SHORT TASK
Could you rewrite the lines of the records below as a JSON list of strings, one string per line with blank lines dropped, starting with the line containing "Put a marker on each instance of the playground" and going on through the final line of the records?

******************************

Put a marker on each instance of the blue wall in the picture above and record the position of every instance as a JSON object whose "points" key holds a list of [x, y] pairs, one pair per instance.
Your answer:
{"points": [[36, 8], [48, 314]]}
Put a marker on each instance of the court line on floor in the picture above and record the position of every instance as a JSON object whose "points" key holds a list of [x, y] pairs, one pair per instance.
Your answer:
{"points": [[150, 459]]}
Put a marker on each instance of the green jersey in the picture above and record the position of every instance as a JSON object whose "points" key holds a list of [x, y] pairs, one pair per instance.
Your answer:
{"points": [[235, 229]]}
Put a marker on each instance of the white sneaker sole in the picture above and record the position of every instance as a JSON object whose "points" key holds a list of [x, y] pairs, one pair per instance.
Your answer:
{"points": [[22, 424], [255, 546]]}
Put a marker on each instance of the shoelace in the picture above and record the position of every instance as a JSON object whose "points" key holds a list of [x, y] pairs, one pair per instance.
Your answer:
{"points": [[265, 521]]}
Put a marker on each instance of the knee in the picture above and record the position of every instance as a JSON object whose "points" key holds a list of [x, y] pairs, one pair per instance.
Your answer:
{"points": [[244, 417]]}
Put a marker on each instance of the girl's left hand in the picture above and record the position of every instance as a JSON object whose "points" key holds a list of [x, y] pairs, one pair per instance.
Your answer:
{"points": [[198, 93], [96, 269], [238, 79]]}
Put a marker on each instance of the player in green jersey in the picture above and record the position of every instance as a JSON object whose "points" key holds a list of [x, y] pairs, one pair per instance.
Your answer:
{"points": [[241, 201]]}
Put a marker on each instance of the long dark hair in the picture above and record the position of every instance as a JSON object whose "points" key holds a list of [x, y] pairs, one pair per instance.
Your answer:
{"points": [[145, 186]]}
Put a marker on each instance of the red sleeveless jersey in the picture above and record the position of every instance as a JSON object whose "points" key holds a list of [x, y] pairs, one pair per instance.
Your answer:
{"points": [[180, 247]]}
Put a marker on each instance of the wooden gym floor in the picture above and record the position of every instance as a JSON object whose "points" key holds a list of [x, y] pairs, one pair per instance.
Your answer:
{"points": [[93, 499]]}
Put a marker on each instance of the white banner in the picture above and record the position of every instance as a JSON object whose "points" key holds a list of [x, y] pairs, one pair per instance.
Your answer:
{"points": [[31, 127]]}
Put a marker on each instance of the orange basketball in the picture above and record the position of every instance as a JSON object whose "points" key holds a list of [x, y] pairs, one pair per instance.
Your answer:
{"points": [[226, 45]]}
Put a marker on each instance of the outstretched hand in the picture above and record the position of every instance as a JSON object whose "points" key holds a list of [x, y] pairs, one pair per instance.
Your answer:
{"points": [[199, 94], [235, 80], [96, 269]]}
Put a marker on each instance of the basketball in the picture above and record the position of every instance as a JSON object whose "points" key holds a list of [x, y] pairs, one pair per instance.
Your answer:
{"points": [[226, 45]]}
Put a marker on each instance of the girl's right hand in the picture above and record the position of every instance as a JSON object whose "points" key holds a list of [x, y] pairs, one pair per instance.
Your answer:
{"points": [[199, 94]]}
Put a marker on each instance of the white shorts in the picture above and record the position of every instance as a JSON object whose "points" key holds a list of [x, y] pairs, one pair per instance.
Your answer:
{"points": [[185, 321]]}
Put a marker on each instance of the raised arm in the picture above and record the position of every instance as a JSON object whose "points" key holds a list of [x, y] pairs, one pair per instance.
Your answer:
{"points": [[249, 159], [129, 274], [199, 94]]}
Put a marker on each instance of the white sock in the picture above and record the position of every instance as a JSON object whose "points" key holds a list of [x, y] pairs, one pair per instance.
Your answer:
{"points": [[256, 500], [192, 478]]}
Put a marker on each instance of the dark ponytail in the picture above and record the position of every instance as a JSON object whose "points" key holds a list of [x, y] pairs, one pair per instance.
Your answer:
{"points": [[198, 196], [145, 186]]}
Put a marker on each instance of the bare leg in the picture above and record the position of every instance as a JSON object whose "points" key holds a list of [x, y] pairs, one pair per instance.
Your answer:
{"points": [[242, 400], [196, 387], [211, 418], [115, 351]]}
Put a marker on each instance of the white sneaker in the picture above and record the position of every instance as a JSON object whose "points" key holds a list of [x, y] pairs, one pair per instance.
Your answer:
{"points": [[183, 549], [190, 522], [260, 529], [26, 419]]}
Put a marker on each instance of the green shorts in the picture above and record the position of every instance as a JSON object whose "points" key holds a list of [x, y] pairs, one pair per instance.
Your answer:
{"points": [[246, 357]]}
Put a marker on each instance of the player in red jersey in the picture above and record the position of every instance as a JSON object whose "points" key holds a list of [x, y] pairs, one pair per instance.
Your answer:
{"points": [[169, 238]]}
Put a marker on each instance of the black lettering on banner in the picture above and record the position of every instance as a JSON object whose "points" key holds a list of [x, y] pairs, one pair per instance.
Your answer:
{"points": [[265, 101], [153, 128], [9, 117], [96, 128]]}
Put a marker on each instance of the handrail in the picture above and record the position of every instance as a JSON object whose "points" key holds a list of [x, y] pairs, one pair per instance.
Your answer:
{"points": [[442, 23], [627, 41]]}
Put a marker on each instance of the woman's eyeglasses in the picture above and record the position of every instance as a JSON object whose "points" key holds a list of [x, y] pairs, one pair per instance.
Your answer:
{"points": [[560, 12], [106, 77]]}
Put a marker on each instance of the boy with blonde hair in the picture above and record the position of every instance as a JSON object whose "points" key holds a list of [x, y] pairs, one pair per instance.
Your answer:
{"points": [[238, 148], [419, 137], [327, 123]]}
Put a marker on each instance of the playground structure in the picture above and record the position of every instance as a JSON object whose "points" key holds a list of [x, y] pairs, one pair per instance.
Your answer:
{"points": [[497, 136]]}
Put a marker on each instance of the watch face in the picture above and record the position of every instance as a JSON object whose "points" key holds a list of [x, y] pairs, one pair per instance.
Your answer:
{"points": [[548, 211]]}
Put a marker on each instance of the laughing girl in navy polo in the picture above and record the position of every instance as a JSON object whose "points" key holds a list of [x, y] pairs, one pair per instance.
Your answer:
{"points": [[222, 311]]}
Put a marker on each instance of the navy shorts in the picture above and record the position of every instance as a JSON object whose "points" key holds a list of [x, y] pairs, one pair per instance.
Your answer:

******************************

ANSWER TO THE EXERCISE
[
  "Put a marker on each instance of the playground structure in the picture above and record the position of every instance as a JSON object whose \"points\" key holds a list of [x, y] pairs, one pair per instance.",
  "Your answer:",
  "{\"points\": [[497, 136]]}",
  "Put a marker on each instance of the watch face in the picture above and record the position of every instance as a JSON object whose \"points\" key holds a list of [x, y] pairs, one pair per instance.",
  "Your answer:",
  "{\"points\": [[548, 211]]}",
  "Put a marker on each instance of the laughing girl in navy polo in the picture above and record the position of every instance as a JSON object whose \"points\" key holds a list of [x, y] pairs, one pair per instance.",
  "Your answer:",
  "{\"points\": [[222, 311]]}",
  "Put a marker on each instance of the navy shorts in the picture above and record the position of every instance as a JSON object whose \"points\" key holds a list of [x, y] pairs, one pair per instance.",
  "Your answer:"
]